(Natural language region descriptions)
+-------+
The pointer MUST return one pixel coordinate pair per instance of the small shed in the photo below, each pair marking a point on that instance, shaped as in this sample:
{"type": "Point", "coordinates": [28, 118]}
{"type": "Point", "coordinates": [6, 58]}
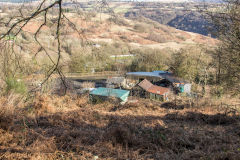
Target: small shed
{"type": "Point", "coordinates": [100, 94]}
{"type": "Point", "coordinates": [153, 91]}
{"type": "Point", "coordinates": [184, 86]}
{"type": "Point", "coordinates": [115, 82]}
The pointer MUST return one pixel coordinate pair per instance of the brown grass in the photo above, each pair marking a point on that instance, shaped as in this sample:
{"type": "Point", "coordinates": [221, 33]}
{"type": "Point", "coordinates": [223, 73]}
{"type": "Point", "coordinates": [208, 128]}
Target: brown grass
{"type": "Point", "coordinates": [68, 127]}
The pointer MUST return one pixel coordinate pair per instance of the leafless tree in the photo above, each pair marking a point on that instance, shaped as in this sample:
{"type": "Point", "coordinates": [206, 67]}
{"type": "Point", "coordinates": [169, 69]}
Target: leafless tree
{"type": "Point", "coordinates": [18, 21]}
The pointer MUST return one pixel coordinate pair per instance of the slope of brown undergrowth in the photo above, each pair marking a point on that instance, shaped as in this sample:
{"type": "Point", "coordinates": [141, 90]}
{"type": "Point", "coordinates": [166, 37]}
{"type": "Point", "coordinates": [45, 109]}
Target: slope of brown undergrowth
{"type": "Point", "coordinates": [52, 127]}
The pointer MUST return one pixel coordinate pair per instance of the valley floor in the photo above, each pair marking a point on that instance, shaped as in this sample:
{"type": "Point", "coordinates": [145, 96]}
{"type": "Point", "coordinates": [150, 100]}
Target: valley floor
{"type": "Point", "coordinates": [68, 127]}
+-------+
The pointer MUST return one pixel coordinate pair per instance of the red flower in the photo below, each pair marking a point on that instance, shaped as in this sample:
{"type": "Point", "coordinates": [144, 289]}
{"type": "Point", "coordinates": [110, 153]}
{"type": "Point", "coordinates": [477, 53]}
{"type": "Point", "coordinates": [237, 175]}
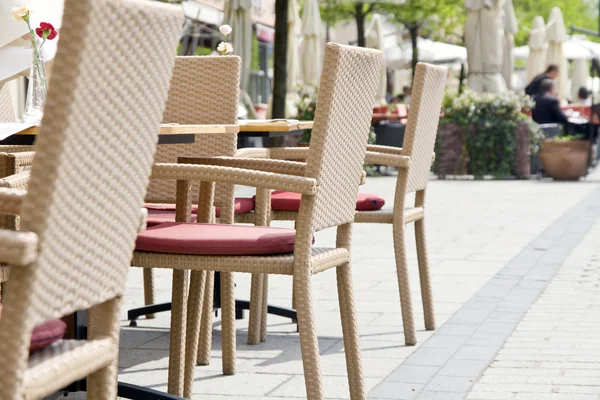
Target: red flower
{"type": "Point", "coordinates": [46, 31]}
+-------+
If a line in the data contains the string "below", copy it.

The pointer MUST return one pixel coordinate pair per instance of the small shed in the photo below, each pair marking a point on that instance, shaped as in this sample:
The pointer MUST return one pixel coordinate pair per instance of the red flower in the photo below, each pair marking a point on that instance, shaped as in this sample:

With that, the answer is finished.